§ **Exercise requirements**: What is needed is an exact copy of every entry, without the pictures.

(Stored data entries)
---*---

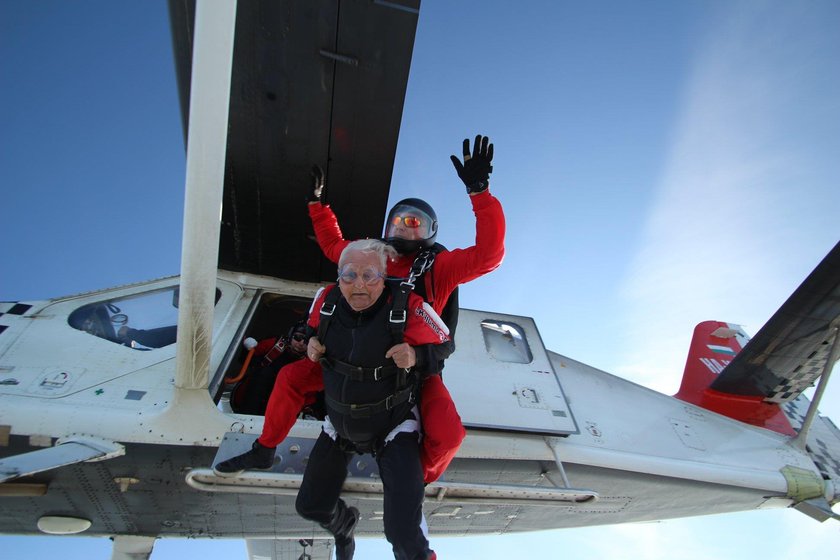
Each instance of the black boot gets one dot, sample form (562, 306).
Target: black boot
(342, 528)
(259, 457)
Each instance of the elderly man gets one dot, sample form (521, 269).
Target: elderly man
(371, 373)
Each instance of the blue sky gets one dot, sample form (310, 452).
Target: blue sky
(660, 164)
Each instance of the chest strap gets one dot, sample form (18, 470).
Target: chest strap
(368, 410)
(358, 373)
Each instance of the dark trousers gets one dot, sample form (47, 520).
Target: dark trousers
(402, 478)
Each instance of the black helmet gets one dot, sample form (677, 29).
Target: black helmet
(411, 215)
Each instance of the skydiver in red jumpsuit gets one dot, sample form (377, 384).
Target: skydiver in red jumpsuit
(411, 228)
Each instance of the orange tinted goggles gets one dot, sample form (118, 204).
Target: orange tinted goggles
(409, 221)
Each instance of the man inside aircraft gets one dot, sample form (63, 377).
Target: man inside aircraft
(411, 229)
(371, 368)
(250, 395)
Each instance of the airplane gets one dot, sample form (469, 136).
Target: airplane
(559, 448)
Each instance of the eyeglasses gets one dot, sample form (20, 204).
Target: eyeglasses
(409, 221)
(369, 276)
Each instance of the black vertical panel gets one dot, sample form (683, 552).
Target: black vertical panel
(313, 82)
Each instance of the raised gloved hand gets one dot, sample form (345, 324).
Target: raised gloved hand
(318, 185)
(476, 169)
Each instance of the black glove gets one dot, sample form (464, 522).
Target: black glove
(476, 169)
(318, 188)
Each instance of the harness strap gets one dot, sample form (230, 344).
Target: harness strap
(358, 373)
(398, 315)
(368, 410)
(326, 312)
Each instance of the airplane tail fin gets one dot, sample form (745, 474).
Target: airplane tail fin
(713, 347)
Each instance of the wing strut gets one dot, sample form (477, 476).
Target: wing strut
(206, 147)
(801, 438)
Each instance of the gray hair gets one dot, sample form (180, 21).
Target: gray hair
(384, 251)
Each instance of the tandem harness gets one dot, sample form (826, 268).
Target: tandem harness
(407, 380)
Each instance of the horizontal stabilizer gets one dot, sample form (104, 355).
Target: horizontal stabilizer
(791, 351)
(289, 549)
(68, 451)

---*---

§ **Reply to the exercise**:
Each instance of the black boot gets one dot, sample form (562, 306).
Target: black boot
(342, 528)
(259, 457)
Each instance of the elderly man gets one dot, sample form (521, 269).
Target: elderly man
(371, 373)
Each instance of the blue sky gets one dot, sample form (310, 452).
Target: blue sky
(660, 164)
Each instance of the chest strap gets one dot, sample form (18, 470).
Target: chest strap
(368, 410)
(358, 373)
Each instance of the dark trousers gets one dot, sample form (47, 520).
Target: dark trousers
(402, 478)
Each instance of the black helmet gets one dot, sample form (677, 29).
Target: black helmet
(411, 215)
Each instance of the skydiver in red jumpsuit gets one dot, sample form (377, 384).
Target: skydiver in red jumpsuit
(411, 228)
Each instance of the orange tinted goggles gets one dot, sample form (118, 204).
Target: orange tinted goggles
(409, 221)
Each instance of the man inside aircraft gets one dot, sample form (63, 377).
Target: man inside aircraft
(411, 229)
(371, 368)
(250, 395)
Each instance of the airplane gets one dot, sample form (469, 136).
Target: airplane
(559, 448)
Each instance of the eyeglasses gets one dot, sample form (20, 204).
Target: eyeglasses
(409, 221)
(369, 276)
Each instance of the black vertical panel gets one dot, sample form (683, 552).
Target: black vertical panel
(313, 82)
Each instance of the raised gloved hand gets one dot, sample form (345, 324).
Target: raised gloved hand
(318, 185)
(476, 169)
Each instance of the black glove gets one dot, sample form (464, 522).
Target: black glove
(476, 169)
(318, 188)
Each instance of the harness strap gets one dot, sample form (230, 344).
Target: harness strap
(358, 373)
(398, 315)
(368, 410)
(326, 312)
Each instance of the airplane tail fin gets one dot, sample form (745, 474).
Target: airplane tail fin
(713, 347)
Each instance of the wing strut gets one dot, sample form (477, 476).
Target: wing strut
(206, 147)
(801, 438)
Each instance of the gray hair gets one dot, sample form (180, 21).
Target: gray hair
(384, 251)
Each instance of the tandem harness gets one dot, sample form (826, 268).
Target: tandem harness
(407, 380)
Each instance of the horizontal stabilizer gets one dot, sample form (104, 355).
Target: horizontal stabilizer
(791, 351)
(289, 549)
(68, 451)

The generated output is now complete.